YOUR GOAL - Print out the data below. Do not alter a single line.

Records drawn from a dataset
====

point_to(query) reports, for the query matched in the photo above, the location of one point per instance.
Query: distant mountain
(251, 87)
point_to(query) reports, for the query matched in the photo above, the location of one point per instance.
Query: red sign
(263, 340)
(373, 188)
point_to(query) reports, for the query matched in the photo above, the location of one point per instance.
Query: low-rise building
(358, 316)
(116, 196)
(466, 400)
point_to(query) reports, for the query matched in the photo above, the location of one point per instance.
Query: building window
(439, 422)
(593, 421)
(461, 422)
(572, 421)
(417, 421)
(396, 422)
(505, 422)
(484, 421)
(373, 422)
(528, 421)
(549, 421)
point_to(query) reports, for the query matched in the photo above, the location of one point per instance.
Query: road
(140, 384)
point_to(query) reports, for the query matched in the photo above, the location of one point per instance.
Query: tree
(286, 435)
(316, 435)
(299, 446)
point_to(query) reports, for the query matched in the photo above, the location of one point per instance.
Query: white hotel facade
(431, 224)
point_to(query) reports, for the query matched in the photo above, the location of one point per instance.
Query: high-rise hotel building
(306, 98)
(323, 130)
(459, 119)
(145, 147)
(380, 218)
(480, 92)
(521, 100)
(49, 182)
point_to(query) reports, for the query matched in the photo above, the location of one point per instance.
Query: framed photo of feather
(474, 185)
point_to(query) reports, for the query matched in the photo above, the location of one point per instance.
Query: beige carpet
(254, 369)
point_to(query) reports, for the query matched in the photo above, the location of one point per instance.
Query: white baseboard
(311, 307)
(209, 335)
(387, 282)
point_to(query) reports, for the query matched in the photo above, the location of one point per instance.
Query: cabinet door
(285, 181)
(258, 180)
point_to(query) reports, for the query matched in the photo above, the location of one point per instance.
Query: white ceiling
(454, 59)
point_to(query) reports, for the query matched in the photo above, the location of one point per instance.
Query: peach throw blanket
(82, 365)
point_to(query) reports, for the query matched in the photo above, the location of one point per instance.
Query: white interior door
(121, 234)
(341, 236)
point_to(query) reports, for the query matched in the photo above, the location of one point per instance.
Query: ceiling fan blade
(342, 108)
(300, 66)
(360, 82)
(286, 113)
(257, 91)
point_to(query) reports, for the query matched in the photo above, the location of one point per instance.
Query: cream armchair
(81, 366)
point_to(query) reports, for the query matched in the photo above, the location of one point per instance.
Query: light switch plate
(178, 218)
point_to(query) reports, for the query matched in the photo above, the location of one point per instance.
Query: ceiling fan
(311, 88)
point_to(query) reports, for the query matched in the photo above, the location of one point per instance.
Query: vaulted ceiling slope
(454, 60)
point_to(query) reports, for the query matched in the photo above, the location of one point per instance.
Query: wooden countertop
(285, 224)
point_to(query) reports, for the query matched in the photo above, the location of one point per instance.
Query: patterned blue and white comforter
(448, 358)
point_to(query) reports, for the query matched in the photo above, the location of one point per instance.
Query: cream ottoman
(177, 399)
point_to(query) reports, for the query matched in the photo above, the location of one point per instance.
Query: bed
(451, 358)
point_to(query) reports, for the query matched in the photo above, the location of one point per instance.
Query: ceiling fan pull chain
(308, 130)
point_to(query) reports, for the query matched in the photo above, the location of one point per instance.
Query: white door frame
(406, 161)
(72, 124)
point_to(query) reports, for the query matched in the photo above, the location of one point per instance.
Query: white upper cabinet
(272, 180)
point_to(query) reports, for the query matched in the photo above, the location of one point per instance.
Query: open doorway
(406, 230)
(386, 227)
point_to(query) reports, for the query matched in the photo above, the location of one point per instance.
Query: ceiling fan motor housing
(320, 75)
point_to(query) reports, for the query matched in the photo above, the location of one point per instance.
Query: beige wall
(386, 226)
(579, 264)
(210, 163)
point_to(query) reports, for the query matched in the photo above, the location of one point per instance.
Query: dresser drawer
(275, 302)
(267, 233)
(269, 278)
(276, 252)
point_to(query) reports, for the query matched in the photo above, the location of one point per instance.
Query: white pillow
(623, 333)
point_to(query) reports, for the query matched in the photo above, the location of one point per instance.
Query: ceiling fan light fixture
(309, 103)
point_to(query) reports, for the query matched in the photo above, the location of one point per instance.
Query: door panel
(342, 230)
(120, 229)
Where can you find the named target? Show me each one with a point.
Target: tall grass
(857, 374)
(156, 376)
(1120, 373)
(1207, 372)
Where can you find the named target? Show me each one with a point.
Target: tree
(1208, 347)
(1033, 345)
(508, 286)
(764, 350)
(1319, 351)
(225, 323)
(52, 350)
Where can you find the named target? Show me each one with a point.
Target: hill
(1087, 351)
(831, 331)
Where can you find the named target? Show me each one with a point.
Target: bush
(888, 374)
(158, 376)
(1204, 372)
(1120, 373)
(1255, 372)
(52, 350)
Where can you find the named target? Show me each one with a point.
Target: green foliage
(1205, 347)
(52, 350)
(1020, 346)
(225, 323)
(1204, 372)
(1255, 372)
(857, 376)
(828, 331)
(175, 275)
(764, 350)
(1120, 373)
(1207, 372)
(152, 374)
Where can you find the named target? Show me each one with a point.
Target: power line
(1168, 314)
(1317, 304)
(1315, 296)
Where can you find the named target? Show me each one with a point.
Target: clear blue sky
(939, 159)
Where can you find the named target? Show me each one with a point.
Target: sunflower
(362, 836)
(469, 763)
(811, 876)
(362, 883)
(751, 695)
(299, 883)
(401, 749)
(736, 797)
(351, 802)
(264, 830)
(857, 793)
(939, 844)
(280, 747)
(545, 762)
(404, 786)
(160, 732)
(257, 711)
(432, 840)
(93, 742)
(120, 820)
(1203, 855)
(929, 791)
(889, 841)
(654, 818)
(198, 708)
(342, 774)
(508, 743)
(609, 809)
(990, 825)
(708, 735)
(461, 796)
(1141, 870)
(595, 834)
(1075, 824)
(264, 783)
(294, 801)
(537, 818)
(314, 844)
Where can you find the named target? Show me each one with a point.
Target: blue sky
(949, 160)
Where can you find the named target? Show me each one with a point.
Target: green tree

====

SOLUTION TO THE EXERCISE -
point_to(query) reports, for the query matched in the photo above, the location of one point per instance.
Query: distant mountain
(251, 87)
point_to(query) reports, for the query matched in the photo above, the location of one point per instance.
Query: red sign
(263, 340)
(373, 188)
point_to(query) reports, for the query matched in the photo above, the location of one point per instance.
Query: low-rise building
(358, 316)
(116, 196)
(466, 400)
point_to(query) reports, for the query matched in the photo above, the location of one point per instance.
Query: building window
(439, 422)
(593, 421)
(461, 422)
(572, 421)
(417, 421)
(396, 422)
(505, 422)
(484, 421)
(373, 422)
(528, 421)
(549, 421)
point_to(query) reports, for the query matched in the photo above, the location of one point per instance.
Query: road
(140, 384)
point_to(query) reports, for the query matched in the photo above, the location of one point per instance.
Query: tree
(286, 435)
(316, 435)
(299, 446)
point_to(query) reports, for the query matched in the photo above, the location of one point per instance.
Query: white hotel facade
(431, 224)
point_to(query) reports, for the query matched in the photo above, the location of one point per instance.
Query: high-rise hotel building
(306, 98)
(323, 130)
(459, 119)
(145, 147)
(380, 218)
(480, 92)
(521, 100)
(49, 182)
point_to(query) reports, for the query matched in the photo above, the location of one point per instance.
Query: framed photo of feather
(474, 185)
point_to(query) reports, for the query matched in the photo above, the location of one point per instance.
Query: beige carpet
(254, 369)
point_to(query) reports, for the query matched in the photo above, the location of one point per instance.
Query: white baseboard
(311, 307)
(209, 335)
(387, 282)
point_to(query) reports, for the query matched in the photo above, the location of one point per instance.
Query: cabinet door
(285, 181)
(258, 180)
point_to(query) reports, for the query matched in the photo above, the location of one point per instance.
Query: white ceiling
(454, 59)
point_to(query) reports, for the query matched in the photo above, the location of one point per instance.
Query: peach throw blanket
(82, 365)
point_to(query) reports, for the query matched in the photo above, the location of one point per instance.
Query: white interior door
(121, 234)
(341, 236)
point_to(query) reports, for the query matched in the photo above, the location of one point per instance.
Query: ceiling fan blade
(342, 108)
(300, 66)
(360, 82)
(286, 113)
(257, 91)
point_to(query) reports, for the query matched in the photo above, the location of one point per instance.
Query: cream armchair
(81, 366)
point_to(query) reports, for the query matched in the photo above, the location of one point per instance.
Query: light switch plate
(178, 218)
point_to(query) reports, for the query matched in the photo above, the location of one point per instance.
Query: ceiling fan
(311, 88)
point_to(query) reports, for the query matched in the photo above, the location of one point per instance.
Query: vaulted ceiling slope
(454, 60)
point_to(query) reports, for the query matched in the photo above, the location of one point per instance.
Query: wooden countertop
(285, 224)
point_to(query) reports, for the query matched in the photo above, the location of one point per instance.
Query: patterned blue and white comforter
(448, 358)
point_to(query) reports, for the query matched in the photo above, the location of one point per instance.
Query: cream ottoman
(177, 399)
point_to(query) reports, for the query matched in the photo above, the location of one point per instance.
Query: bed
(451, 358)
point_to(query) reports, for the query matched in the photo above, the location of one point per instance.
Query: ceiling fan pull chain
(308, 130)
point_to(query) reports, for the query matched in the photo above, the location of one point per instance.
Query: white door frame
(406, 161)
(72, 124)
point_to(query) reports, for the query matched in the photo above, the location of one point per instance.
Query: white upper cabinet
(272, 180)
point_to(query) reports, for the query matched in the photo above, the location of one point per instance.
Query: open doorway
(406, 230)
(386, 227)
point_to(query) reports, for the query matched in the photo above, the location of one point per instance.
Query: ceiling fan motor housing
(320, 75)
point_to(query) reports, for the query matched in the photo above, the location of one point per instance.
Query: beige wall
(386, 226)
(579, 264)
(210, 163)
point_to(query) reports, for the query matched in the photo above, the location of one point per instance.
Query: dresser drawer
(275, 302)
(267, 233)
(269, 278)
(276, 252)
point_to(query) reports, for the query matched in the photo above, the location of one point per instance.
Query: white pillow
(623, 333)
point_to(query) reports, for the query matched in the photo above, the location of one point per instance.
Query: ceiling fan light fixture
(309, 103)
point_to(query) reports, for the query matched in the photo above, the location of one point per instance.
Query: door panel
(342, 230)
(120, 229)
Where can you find the named target? Show me each one with a point.
Target: tall grass
(857, 374)
(156, 376)
(1120, 373)
(1207, 372)
Where can you find the named target? Show me each one with a point.
Target: tree
(1208, 347)
(1033, 345)
(508, 286)
(764, 350)
(1319, 351)
(225, 323)
(52, 350)
Where can you find the named target? Show me each one with a point.
Target: hill
(1087, 351)
(831, 331)
Where can you find the named target? Show me each one with a point.
Target: bush
(888, 374)
(158, 376)
(1204, 372)
(1120, 373)
(1255, 372)
(52, 350)
Where can you find the named target? Show me each one with a point.
Target: green foliage
(1205, 347)
(52, 350)
(1020, 346)
(225, 323)
(1204, 372)
(1255, 372)
(857, 376)
(828, 331)
(175, 275)
(764, 350)
(1120, 373)
(1207, 372)
(152, 374)
Where can you find the named target? Show me each one with a point.
Target: power line
(1168, 314)
(1317, 304)
(1315, 296)
Where can you find the named target? Show me each one with a point.
Target: clear blue sky
(939, 159)
Where can you find the named target? Show me each one with a point.
Target: sunflower
(362, 836)
(469, 763)
(811, 876)
(362, 883)
(751, 695)
(299, 883)
(401, 749)
(736, 797)
(351, 802)
(264, 830)
(857, 793)
(939, 844)
(280, 747)
(545, 762)
(404, 786)
(160, 732)
(257, 711)
(432, 840)
(93, 742)
(120, 820)
(1203, 855)
(929, 791)
(889, 841)
(654, 818)
(198, 708)
(342, 774)
(508, 743)
(609, 809)
(990, 825)
(708, 735)
(461, 796)
(1141, 870)
(595, 834)
(1075, 824)
(264, 783)
(294, 801)
(537, 818)
(314, 844)
Where can you find the named target? Show me each one with a point.
Target: blue sky
(949, 160)
Where can you find the named target? Show me each one with a point.
Target: green tree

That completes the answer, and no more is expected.